FIG. 6 shows a cross section view at the midpoint of the carriage 4 between the front end and rear end of the frame 6. It should be noted that at any time after this point the bill validator transport motor may cease to drive because by this time the trailing edge of the bill has already passed through the validation section. Therefore, from this point onward the motion of the bill is generated by the friction between the bill 40 and the coil spring membrane 24 augmented by the friction of the bill 40 against the pressure plate 17 or previously stacked bills, as the carriage 4 continues to move. The pressure of the nip roller 31 caused by spring 32 in one direction, and the pressure from springs 18, 19 (shown in FIGS. 1 and 2) of the pressure plate 17 provides the perpendicular forces to generate this friction.
It should be noted that, as the membrane 24 is unrolled, the coil spring membrane 25 is being rolled up on hollow cylinder 23, and both actions are occurring at exactly the same rate as the carriage movement. There is therefore no relative motion between the surface of either coil spring membrane 24, 25 and any bill, either already stacked or in transit into the cassette.
As shown in FIG. 7, at the full end of the traverse of the carriage 4, the trailing edge 43 of the bill 40 is released from the nip roller 31 and diverter 34, and eventually smoothly rolled into the stack. At this point, the controller responding to a carriage position sensor (not shown) sends a signal to the linear actuator to reverse the carriage motion. The carriage then moves back to the original start position towards front end 11 until it is in the position shown in FIG. 4. In so doing, the newly stacked bill is transferred under the spring coil membrane 25 as it unwraps from cylinder 23, again without any sliding friction against either of the membranes. The stacker mechanism is now ready to repeat the stacking cycle for another sheet of flexible media, which could be of a different dimension than the bill just stacked.
In order to move the carriage 4 back to the start position, the actuator may be reversed or a mechanical reversing drive element may be used. For example, a leadscrew with the groove arranged in the form of an elongated figure eight could be used. Alternately, if a motorized carriage 140 is used, then a control signal would cause the motor to reverse to propel the carriage in the opposite direction. In a two motor carriage implementation, the control signal may cause the first motor to turn OFF and a second motor to turn ON to drive the carriage in the reverse direction.

══════════

According to the bill stacker passage, what does the controller do when the carriage reaches the full end of its traverse? Answer from the bill stacker passage alone.

Data section ->
══════════

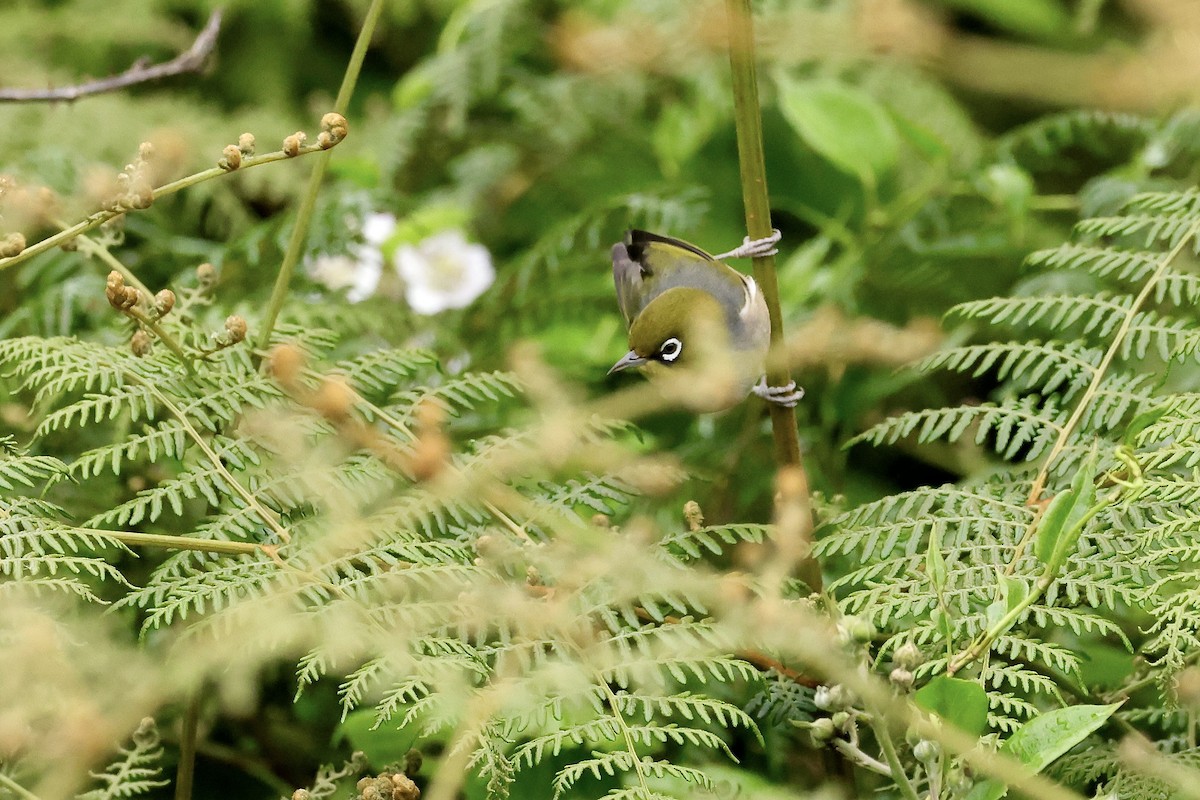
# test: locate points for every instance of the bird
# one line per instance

══════════

Answer below -> It sends a signal to the linear actuator to reverse the carriage motion.